**THE TASK**
Rewrite the rows below with each occurrence of "thickest part" changed to "widest part", keeping everything else the same. Leave the pictures out.

Object point labels

###

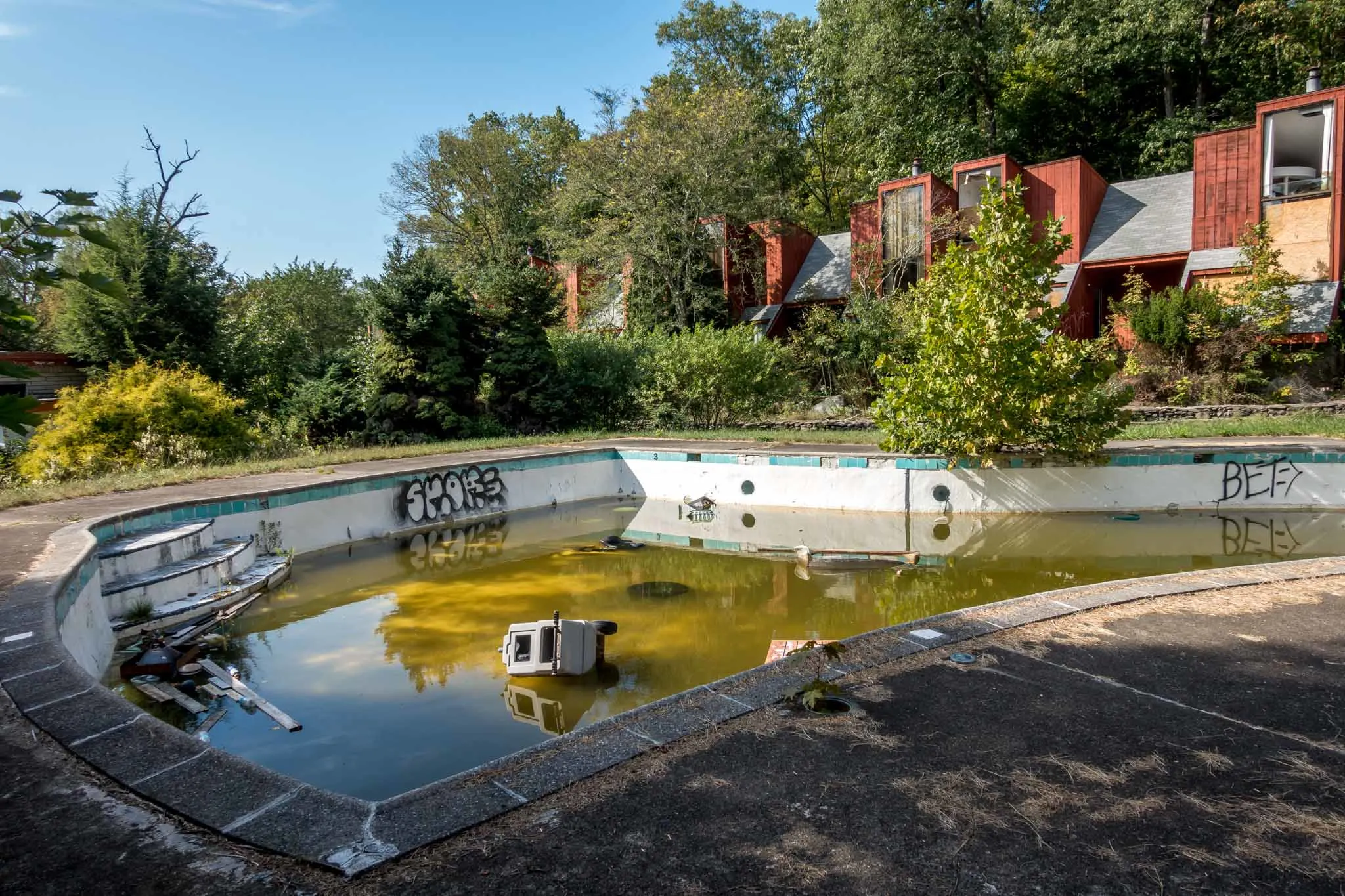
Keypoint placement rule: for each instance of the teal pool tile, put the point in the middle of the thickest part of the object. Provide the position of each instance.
(794, 459)
(654, 456)
(718, 458)
(921, 464)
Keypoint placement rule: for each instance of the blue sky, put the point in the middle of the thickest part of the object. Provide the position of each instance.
(299, 106)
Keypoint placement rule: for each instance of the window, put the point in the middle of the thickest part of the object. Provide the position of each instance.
(903, 236)
(522, 648)
(970, 183)
(1298, 152)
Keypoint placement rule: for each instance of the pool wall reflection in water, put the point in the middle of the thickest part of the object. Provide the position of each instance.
(386, 649)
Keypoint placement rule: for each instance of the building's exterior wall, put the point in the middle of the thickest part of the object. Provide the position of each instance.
(1070, 190)
(865, 244)
(1225, 187)
(785, 246)
(1331, 95)
(1301, 232)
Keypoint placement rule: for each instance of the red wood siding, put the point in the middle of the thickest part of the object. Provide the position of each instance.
(1007, 165)
(1070, 190)
(786, 246)
(865, 247)
(939, 198)
(743, 249)
(1225, 187)
(1331, 95)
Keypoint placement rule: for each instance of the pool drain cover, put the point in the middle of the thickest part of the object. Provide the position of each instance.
(657, 589)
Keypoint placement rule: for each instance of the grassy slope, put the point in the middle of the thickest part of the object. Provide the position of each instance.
(1294, 425)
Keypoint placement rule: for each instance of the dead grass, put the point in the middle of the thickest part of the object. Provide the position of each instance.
(1212, 761)
(1091, 628)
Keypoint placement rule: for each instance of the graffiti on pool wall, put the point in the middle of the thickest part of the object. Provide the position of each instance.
(1245, 535)
(459, 545)
(1245, 481)
(441, 496)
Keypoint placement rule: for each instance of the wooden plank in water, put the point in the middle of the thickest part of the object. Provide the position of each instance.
(152, 691)
(210, 721)
(271, 710)
(164, 692)
(190, 631)
(187, 703)
(780, 649)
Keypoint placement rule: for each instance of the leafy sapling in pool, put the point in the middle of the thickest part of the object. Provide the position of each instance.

###

**FINISHED ANSWER**
Keypoint placement rule: for each instance of the teal pool tile, put the point in the middle of the widest part of the object. Provide the position of each instance.
(794, 459)
(654, 456)
(718, 458)
(921, 464)
Keypoint placement rule: for each instance of the blue sky, put the point in the middle of the widest part of the object. Provide the position of each instance.
(299, 106)
Keypoint placement rule: for each instance of the window, put the point in the middle of the widest part of the object. Provide the position of each instance.
(903, 236)
(522, 648)
(970, 183)
(1298, 152)
Keypoint placement rule: for each instance of the pool wall reflection in water, put the point in the middle of the widest part of the object. Provide the position of each instance.
(386, 649)
Keypoint placement rule: for each instance of the building's exterior wall, put the point in the middle of the widest part of the object. Provide the position of each instance.
(1070, 190)
(865, 244)
(1225, 187)
(785, 246)
(1331, 95)
(1301, 232)
Keypoint placement rule: for each instance of the red wood siding, put the point in the middle of the widest part of the object. Provide the position of each instance.
(1007, 165)
(1070, 190)
(786, 246)
(865, 247)
(939, 198)
(743, 249)
(1225, 187)
(1331, 95)
Keypoint placement rule: for each instance of the pool drain cover, put the point in the middle of the widest part of the object. Provide the position of each instance.
(657, 589)
Keypoint placement rule: for each instance of the grassy slope, put the point in the middle of the widest part of the object. Provide the position of each instance.
(1294, 425)
Keypoint placement rule: for each instance of the dead grass, put the point in the middle of the widest part of the object. Provide the position of each instance.
(1212, 761)
(1091, 628)
Keypoint placement rule: for each instance of the graffiti on pool wall, put the point in the middle of the widest part of the object. Provide the position of each instance.
(1245, 535)
(459, 545)
(1245, 481)
(441, 496)
Keypoint placement rule: for each instance of the wooden plank in water, put the point in the middle of the widest part of the object. Provide the position of each instance.
(152, 691)
(210, 721)
(271, 710)
(164, 692)
(190, 631)
(187, 703)
(780, 649)
Keypoint placement rule: for each instance of the leafy sapling in pool, put the point in the middle of the widest part of the object. Provide the position of each instance.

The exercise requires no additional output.